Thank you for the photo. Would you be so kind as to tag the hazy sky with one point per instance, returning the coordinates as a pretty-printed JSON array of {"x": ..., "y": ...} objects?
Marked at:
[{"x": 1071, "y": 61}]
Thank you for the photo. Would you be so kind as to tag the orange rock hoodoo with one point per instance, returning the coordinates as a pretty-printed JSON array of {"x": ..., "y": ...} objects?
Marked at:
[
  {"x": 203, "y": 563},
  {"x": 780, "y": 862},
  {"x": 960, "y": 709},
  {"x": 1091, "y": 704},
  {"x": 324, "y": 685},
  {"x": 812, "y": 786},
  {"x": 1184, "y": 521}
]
---
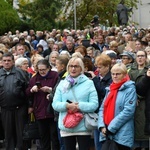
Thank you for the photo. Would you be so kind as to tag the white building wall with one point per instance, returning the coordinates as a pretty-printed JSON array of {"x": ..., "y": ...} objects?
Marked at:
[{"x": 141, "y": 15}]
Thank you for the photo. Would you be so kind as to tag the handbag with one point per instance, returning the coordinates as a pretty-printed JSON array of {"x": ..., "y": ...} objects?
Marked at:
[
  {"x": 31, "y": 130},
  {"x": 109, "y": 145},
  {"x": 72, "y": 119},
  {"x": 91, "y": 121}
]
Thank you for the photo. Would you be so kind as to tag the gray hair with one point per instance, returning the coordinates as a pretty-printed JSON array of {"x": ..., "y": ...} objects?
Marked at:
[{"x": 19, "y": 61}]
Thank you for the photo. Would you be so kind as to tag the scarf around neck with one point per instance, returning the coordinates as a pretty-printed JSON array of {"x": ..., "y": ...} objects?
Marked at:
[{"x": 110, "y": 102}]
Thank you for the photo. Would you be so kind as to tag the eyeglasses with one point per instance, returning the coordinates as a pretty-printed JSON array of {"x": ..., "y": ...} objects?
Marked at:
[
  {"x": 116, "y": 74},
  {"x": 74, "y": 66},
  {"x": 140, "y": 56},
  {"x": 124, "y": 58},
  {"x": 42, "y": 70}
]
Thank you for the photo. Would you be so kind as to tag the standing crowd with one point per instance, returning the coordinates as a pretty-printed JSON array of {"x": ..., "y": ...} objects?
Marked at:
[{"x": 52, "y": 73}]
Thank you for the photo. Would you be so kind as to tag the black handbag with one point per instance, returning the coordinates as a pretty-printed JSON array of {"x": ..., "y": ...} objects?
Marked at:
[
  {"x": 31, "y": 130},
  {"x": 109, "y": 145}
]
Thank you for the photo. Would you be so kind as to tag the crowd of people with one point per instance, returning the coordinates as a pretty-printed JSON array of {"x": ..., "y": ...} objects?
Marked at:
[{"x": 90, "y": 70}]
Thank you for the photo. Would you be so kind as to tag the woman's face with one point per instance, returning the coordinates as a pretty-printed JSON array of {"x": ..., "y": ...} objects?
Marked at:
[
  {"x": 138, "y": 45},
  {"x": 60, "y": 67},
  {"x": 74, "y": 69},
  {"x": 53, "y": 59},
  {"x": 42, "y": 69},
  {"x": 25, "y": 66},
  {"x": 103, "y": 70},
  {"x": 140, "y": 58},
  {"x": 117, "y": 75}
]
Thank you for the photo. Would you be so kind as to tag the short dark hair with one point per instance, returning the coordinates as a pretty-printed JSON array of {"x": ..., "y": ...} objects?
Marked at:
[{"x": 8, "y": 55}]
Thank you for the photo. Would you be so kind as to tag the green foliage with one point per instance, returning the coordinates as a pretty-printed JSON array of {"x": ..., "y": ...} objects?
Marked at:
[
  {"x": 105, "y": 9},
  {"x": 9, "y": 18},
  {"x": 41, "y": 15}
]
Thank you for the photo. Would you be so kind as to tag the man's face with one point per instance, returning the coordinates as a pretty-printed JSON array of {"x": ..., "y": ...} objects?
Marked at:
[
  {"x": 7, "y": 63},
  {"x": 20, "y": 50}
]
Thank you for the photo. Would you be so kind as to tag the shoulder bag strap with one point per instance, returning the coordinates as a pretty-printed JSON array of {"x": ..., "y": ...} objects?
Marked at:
==
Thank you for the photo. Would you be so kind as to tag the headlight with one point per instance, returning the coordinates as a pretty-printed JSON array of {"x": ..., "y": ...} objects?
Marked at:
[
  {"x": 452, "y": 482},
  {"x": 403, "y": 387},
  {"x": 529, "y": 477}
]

ACTIVITY:
Your answer should consist of each line above in which "crowd" appears.

TASK OUTPUT:
Thank you for the photo. Would you be so kind as to tag the standing crowd with one point per instance, returning the coordinates as a pretty-printed JSON array of {"x": ..., "y": ...} objects?
Thank you for the photo. Would you be so kind as to tag the crowd of people with one point per instance, returning the coordinates as a pretty-printed JSON array of {"x": ..., "y": ...} objects?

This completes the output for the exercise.